▶ EXERCISE DIRECTIONS: Return each entry exactly, with none missing.

━━━━━ RECORDED DATA

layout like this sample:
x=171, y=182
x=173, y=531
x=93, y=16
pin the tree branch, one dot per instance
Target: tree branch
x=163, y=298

━━━━━━━━━━

▶ EXERCISE ANSWER:
layout like this sample:
x=171, y=182
x=173, y=531
x=93, y=16
pin the tree branch, one dot per instance
Target: tree branch
x=163, y=298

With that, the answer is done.